Goal: Reproduce every line of the data below exactly, leaving out any pictures.

Labeled area outline entries
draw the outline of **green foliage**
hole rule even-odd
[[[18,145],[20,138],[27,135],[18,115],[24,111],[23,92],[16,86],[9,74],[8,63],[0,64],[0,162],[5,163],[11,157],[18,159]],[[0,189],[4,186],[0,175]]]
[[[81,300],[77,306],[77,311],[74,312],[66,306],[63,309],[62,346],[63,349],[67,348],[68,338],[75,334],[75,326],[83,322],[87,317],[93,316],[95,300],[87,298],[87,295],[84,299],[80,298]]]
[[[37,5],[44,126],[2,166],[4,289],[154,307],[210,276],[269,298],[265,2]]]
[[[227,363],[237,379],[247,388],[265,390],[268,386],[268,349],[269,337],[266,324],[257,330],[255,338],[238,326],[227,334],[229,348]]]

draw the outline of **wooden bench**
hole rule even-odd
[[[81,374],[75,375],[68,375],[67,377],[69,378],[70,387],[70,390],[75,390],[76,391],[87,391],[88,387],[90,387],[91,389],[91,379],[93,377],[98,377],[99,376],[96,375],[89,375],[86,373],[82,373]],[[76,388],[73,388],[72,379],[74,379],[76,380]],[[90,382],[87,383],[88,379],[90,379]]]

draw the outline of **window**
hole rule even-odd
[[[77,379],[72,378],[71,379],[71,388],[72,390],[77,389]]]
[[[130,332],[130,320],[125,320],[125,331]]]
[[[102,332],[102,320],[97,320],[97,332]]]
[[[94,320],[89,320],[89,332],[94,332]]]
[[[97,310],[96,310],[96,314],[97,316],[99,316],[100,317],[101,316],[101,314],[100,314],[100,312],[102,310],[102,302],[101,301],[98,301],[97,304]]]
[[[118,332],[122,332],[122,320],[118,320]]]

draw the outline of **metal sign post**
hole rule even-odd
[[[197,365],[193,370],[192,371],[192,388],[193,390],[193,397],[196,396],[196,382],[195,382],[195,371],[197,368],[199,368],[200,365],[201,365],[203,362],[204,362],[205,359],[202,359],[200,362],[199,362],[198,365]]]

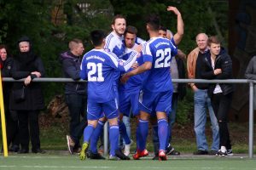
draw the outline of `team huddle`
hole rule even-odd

Worked solution:
draw the outline of **green foliage**
hole rule even-odd
[[[18,145],[20,138],[27,135],[18,115],[24,111],[23,92],[16,86],[9,74],[8,63],[0,64],[0,162],[5,163],[11,157],[18,159]],[[0,189],[4,186],[0,175]]]
[[[81,300],[77,306],[77,311],[74,312],[66,306],[63,309],[62,346],[63,349],[67,348],[68,338],[75,334],[75,326],[83,322],[87,317],[93,316],[95,300],[87,298],[87,295],[84,299],[80,298]]]
[[[37,5],[44,126],[2,166],[4,289],[154,307],[210,276],[269,298],[265,2]]]
[[[227,363],[237,379],[247,388],[265,390],[268,386],[268,349],[269,337],[266,324],[257,330],[255,338],[238,326],[227,334],[229,348]]]

draw the outline of **wooden bench**
hole rule even-odd
[[[81,374],[75,375],[68,375],[67,377],[69,378],[70,387],[70,390],[75,390],[76,391],[87,391],[88,387],[90,387],[91,389],[91,379],[93,377],[98,377],[99,376],[96,375],[89,375],[86,373],[82,373]],[[76,388],[73,388],[72,379],[74,379],[76,380]],[[90,382],[87,383],[88,379],[90,379]]]

draw the outline of **window**
hole rule even-odd
[[[77,379],[72,378],[71,379],[71,388],[72,390],[77,389]]]
[[[130,332],[130,320],[125,320],[125,331]]]
[[[102,332],[102,320],[97,320],[97,332]]]
[[[94,320],[89,320],[89,332],[94,332]]]
[[[97,310],[96,310],[96,314],[97,316],[99,316],[100,317],[101,316],[101,314],[100,314],[100,312],[102,310],[102,302],[101,301],[98,301],[97,304]]]
[[[118,332],[122,332],[122,320],[118,320]]]

draw the outline of **metal sign post**
hole rule even-odd
[[[197,365],[193,370],[192,371],[192,388],[193,390],[193,397],[196,396],[196,382],[195,382],[195,371],[197,368],[199,368],[200,365],[201,365],[203,362],[204,362],[205,359],[202,359],[200,362],[199,362],[198,365]]]

draw the outline of `team huddle`
hole rule even-odd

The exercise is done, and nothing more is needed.